● Texto apresentado:
____________

Algumas outras razões para a recusa da preservação da fertilidade entre os indivíduos designados como sexo feminino ao nascimento incluíam não desejar engravidar, não querer filhos e preferência por adotar.
Alguns participantes também listaram a natureza invasiva do procedimento de preservação da fertilidade como outro motivo. Um total de 16 participantes não forneceu uma razão para a recusa da preservação da fertilidade.
Mulheres transgênero
Por outro lado, houve uma tendência muito diferente entre os esforços de preservação da fertilidade para adolescentes transgêneros designados como homens ao nascer.
Entre os 53 indivíduos, 33 (62%) optaram por se submeter à preservação da fertilidade antes de iniciar a terapia com agonista do hormônio liberador de gonadotropina ou terapia com estrogênio.
A maioria dos adolescentes designados como homens ao nascimento foi capaz de congelar com sucesso seu esperma após fornecer uma amostra obtida por masturbação, embora esse grupo tendesse a ser um pouco mais velho (idade média de 15,6).
Adolescentes mais jovens no início da puberdade foram submetidos à biópsia testicular (idade média de 13,9 anos), embora cerca de metade dos que foram submetidos à biópsia não tivessem espermatozoides maduros – apenas células germinativas – e, portanto, fizeram apenas criopreservação de tecido testicular.

____________

Transcreva, do texto sobre preservação da fertilidade em adolescentes transgênero, o trecho que vai de "Algumas outras razões" até "preferência por adotar.", sem nenhuma alteração.

____________

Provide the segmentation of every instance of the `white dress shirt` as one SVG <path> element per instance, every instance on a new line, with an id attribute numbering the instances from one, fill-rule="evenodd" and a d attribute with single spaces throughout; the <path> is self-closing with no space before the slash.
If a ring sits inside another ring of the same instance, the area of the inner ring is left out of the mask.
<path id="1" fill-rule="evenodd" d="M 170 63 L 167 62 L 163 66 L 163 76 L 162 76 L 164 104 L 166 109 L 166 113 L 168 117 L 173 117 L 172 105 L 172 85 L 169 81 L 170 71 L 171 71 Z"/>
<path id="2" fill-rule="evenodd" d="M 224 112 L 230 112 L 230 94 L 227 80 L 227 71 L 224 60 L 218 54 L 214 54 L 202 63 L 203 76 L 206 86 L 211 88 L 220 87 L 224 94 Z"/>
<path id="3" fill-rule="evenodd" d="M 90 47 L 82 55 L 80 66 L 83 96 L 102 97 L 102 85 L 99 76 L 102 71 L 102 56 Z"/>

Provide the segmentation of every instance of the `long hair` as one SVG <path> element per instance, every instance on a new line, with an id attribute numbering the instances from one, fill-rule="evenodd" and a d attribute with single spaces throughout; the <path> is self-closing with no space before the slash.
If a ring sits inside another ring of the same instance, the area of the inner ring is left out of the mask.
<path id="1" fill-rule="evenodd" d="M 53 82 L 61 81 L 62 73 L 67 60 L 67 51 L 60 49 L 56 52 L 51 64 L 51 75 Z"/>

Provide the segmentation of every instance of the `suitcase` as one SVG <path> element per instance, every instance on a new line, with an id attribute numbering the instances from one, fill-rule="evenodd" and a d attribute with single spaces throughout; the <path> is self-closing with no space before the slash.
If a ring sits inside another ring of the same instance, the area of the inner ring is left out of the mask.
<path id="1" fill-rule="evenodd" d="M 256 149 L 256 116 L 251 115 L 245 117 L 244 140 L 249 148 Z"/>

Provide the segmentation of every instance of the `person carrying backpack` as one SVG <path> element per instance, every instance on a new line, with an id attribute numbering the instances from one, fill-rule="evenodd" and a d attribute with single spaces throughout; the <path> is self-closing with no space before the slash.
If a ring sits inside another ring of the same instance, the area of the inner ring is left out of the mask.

____________

● Problema resolvido:
Algumas outras razões para a recusa da preservação da fertilidade entre os indivíduos designados como sexo feminino ao nascimento incluíam não desejar engravidar, não querer filhos e preferência por adotar.